TASK TO COMPLETE:
Print the portion of the passage about George Neilson Donaldson starting with "Bodily hazard was" and going on through "greatly increasing productivity.", word for word.
--- BEGIN DOCUMENT TEXT ---
George Neilson Donaldson was born a mile from Upper Largo on the coast at Lundin Links, where, aged six, he met his future wife, daughter of a local GP and then aged two, at play on its magnificent sandy beach.

He was educated at Merchiston Castle School, Edinburgh, where he enjoyed cricket. In 1944 he went on to Mons Officer Cadet School at Aldershot, and in early 1945 was commissioned into the Black Watch.

The young man’s hopes of action with his unit in the Far East were dashed when he broke his leg during training in Britain. After recovering he was sent instead to Egypt, to spend his national service in the Nile delta attempting, at great risk to his own health, to eradicate malarial mosquitos. Visiting Jerusalem on leave in July 1946, he was lucky to miss the bombing of the King David Hotel that month in which 91 people died.

Bodily hazard was to continue in his life when, returning home to learn the timber trade, he was sent to Sweden to toil through the winter with forest workers. He disliked the diet of smoked salmon, but became fluent in Swedish.

The company, which had done well in the First World War supplying wood for government-ordered huts, and during the Second had weathered official restrictions, wasted no time in the 1950s in buying a second site in Leven, Elm Park. In 1957 George Donaldson tried out a fork-lift truck, and the company became, it is believed, the first Scottish timber-merchant to use the new machinery, greatly increasing productivity.

George Donaldson succeeded his father Victor as managing director in 1969, and would live to see the company’s 150th anniversary in 2010, which brought a visit to Elm Park by the Duke of York. His wife Fiona died in 2009; his sons survive him.

The feel and properties of wood, which he loved, was not Donaldson’s only expertise. In the evenings at home, it is remembered, he enjoyed doing fine needlework. He had learned, while convalescing after his army injury, how to make tapestries, and would sit at a stretched frame, intent on the intricate work of his own design, which often featured flowers from his garden. A single piece two feet across might take him two years to finish – and would afterwards be treasured by avid collectors among his wide acquaintance.
--- END DOCUMENT TEXT ---
--- BEGIN RECORD SET ---
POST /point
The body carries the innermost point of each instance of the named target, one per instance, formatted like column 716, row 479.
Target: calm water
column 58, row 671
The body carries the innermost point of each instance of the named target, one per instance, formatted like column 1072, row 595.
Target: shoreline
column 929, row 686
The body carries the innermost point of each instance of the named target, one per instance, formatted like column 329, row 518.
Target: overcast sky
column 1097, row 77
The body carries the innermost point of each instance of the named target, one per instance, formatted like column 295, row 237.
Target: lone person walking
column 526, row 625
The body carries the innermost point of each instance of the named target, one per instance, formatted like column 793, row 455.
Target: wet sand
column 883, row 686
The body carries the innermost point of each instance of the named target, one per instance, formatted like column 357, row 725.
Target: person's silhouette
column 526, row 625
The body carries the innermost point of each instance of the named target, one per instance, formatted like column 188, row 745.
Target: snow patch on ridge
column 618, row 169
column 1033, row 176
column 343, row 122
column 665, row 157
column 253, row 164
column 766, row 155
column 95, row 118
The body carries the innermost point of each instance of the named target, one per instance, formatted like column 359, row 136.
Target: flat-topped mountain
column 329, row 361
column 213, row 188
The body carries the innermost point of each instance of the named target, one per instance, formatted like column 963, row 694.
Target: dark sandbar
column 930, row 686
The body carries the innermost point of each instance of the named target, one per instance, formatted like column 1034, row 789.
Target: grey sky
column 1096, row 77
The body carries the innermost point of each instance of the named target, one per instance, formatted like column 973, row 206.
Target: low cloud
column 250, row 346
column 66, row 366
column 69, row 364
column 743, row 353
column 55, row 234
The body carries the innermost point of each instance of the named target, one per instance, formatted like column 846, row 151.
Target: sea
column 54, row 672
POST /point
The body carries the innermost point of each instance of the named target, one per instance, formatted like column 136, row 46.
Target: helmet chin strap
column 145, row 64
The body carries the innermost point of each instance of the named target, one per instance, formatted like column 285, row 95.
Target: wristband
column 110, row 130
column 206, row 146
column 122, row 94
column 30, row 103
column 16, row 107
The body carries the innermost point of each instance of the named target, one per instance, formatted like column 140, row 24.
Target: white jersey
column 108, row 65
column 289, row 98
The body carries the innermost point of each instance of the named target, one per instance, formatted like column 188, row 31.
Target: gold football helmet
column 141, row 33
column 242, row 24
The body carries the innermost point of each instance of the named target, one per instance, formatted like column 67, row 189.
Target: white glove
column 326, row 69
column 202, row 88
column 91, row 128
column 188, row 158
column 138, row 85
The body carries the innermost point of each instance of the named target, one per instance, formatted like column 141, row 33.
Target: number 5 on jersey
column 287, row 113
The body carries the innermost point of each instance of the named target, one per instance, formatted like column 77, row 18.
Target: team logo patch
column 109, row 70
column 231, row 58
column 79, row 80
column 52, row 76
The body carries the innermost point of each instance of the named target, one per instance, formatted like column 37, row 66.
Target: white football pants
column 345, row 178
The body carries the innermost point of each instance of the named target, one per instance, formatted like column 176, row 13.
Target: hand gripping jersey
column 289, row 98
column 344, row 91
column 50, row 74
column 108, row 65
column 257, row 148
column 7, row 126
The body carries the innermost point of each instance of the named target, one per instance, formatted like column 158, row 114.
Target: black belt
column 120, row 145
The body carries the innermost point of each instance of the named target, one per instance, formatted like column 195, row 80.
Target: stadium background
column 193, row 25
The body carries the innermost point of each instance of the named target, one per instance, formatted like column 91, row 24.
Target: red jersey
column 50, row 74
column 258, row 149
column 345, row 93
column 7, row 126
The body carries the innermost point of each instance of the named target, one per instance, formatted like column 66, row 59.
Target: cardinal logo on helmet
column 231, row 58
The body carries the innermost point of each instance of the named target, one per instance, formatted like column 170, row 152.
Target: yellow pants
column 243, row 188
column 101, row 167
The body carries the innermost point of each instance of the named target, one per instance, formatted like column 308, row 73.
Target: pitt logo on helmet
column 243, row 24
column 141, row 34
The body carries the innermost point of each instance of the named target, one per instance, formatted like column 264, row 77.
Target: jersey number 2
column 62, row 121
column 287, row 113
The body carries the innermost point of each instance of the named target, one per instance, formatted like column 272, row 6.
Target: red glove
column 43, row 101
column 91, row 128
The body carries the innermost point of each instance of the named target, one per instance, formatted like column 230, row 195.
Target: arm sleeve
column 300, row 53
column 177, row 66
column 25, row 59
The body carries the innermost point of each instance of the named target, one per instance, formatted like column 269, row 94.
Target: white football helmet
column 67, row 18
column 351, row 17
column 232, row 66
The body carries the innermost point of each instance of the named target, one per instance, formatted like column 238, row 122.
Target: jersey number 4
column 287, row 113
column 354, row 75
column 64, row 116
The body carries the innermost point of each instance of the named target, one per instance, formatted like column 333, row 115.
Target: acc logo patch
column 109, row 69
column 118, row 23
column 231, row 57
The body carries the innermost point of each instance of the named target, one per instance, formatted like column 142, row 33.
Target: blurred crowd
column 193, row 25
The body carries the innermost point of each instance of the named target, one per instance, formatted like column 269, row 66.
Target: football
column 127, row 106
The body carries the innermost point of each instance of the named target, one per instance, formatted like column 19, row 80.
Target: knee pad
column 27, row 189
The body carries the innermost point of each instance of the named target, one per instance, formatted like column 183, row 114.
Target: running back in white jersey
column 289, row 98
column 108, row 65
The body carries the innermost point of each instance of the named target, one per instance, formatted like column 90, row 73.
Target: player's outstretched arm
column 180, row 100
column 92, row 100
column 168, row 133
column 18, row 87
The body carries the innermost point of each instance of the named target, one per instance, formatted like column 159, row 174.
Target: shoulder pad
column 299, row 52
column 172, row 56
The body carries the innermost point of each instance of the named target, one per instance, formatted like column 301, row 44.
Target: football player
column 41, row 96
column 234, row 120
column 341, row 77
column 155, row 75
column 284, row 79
--- END RECORD SET ---
EXERCISE SOLUTION:
Bodily hazard was to continue in his life when, returning home to learn the timber trade, he was sent to Sweden to toil through the winter with forest workers. He disliked the diet of smoked salmon, but became fluent in Swedish.

The company, which had done well in the First World War supplying wood for government-ordered huts, and during the Second had weathered official restrictions, wasted no time in the 1950s in buying a second site in Leven, Elm Park. In 1957 George Donaldson tried out a fork-lift truck, and the company became, it is believed, the first Scottish timber-merchant to use the new machinery, greatly increasing productivity.